_SOURCE EXTRACT_.
╔══

Almost 30 years ago, when the internet was launched onto an unsuspecting world, even inventor Tim Berners-Lee and colleagues at CERN could not have predicted the upheaval that would follow. It has been the greatest technology revolution since the industrial original. And now it’s happening all over again. The combination of Cloud, IoT, and artificial intelligence (AI) is driving opportunity and threat in equal measure. Decisions made within organizations will have an impact for years to come. The way in which IoT edge links to the broader cloud backend, and the way in which AI integrates across the full processing chain, will be the key to unlocking material innovation and value.
After many years of rationalization and stretched infrastructure investments, the IoT represents a tipping point for telcos, the cellular networks on whose backbones the new IoT offerings will be delivered. For some time now, innovation in the sector has been driven by leading web services and platform providers, by global Over The Top (OTT) players who offer communications and streaming services across IP networks, and by the more innovative hardware and application developers. Broadly speaking, telcos have not yet monetized the data services traversing their networks to anything like the extent they would have hoped. Playing the link role between platforms and IoT devices has the potential to change all that if they execute quickly and intelligently. And for many, that will mean moving past traditional bureaucracy and behaving more like the OTT players themselves.

╚══

_YOUR INSTRUCTIONS_.
Reproduce the passage above on IoT and telcos word for word, everything from "After many years" down to "OTT players themselves.".

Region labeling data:
╔══

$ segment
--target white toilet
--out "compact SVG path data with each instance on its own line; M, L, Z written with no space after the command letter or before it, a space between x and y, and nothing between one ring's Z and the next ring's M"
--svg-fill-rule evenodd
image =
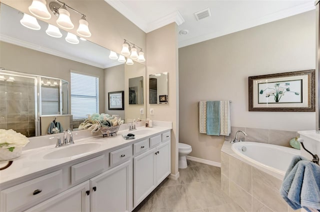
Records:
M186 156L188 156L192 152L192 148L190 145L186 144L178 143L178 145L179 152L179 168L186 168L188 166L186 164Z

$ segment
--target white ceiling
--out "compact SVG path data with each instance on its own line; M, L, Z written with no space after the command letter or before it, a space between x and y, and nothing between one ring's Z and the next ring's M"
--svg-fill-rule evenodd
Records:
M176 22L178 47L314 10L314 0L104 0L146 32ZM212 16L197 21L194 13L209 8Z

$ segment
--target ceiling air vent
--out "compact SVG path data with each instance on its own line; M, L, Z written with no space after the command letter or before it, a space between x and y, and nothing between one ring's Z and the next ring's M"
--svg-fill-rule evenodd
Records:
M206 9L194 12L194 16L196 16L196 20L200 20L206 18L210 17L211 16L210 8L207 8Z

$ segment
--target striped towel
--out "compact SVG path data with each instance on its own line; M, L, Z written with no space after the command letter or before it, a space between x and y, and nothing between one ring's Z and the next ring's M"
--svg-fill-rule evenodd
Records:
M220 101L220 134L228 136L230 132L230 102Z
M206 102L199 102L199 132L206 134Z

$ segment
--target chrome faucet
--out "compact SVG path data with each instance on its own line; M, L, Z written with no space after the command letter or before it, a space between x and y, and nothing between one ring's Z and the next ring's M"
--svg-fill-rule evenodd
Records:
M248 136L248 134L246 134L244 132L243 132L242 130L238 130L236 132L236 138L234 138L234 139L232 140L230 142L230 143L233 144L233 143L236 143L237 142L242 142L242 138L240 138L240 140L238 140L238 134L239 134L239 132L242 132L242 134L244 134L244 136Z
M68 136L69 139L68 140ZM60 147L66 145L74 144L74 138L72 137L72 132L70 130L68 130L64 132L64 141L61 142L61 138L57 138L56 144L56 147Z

╚══
╔══

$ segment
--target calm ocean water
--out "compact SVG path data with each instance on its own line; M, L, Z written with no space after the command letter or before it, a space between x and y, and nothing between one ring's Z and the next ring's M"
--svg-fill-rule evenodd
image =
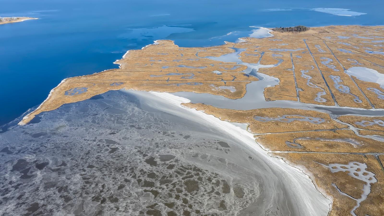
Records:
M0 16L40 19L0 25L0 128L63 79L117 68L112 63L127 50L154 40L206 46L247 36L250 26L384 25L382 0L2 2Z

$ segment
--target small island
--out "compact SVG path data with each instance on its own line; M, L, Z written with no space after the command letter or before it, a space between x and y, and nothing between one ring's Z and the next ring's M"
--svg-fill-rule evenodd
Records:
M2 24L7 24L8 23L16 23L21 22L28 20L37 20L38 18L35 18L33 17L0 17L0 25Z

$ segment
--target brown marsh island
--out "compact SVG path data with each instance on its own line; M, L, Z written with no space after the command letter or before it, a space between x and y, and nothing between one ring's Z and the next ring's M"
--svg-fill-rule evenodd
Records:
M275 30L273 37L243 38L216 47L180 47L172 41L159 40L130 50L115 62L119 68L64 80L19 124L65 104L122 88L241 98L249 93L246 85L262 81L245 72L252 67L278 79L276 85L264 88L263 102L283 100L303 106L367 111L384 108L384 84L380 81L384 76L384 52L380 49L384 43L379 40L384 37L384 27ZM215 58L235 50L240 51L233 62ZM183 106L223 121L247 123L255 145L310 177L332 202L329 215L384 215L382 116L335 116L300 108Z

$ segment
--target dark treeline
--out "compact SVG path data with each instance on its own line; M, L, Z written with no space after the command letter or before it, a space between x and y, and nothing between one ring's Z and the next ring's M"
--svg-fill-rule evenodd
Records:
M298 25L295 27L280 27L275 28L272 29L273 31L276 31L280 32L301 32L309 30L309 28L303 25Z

╚══

_OUTPUT OF THE EXERCISE_.
After many years of rationalization and stretched infrastructure investments, the IoT represents a tipping point for telcos, the cellular networks on whose backbones the new IoT offerings will be delivered. For some time now, innovation in the sector has been driven by leading web services and platform providers, by global Over The Top (OTT) players who offer communications and streaming services across IP networks, and by the more innovative hardware and application developers. Broadly speaking, telcos have not yet monetized the data services traversing their networks to anything like the extent they would have hoped. Playing the link role between platforms and IoT devices has the potential to change all that if they execute quickly and intelligently. And for many, that will mean moving past traditional bureaucracy and behaving more like the OTT players themselves.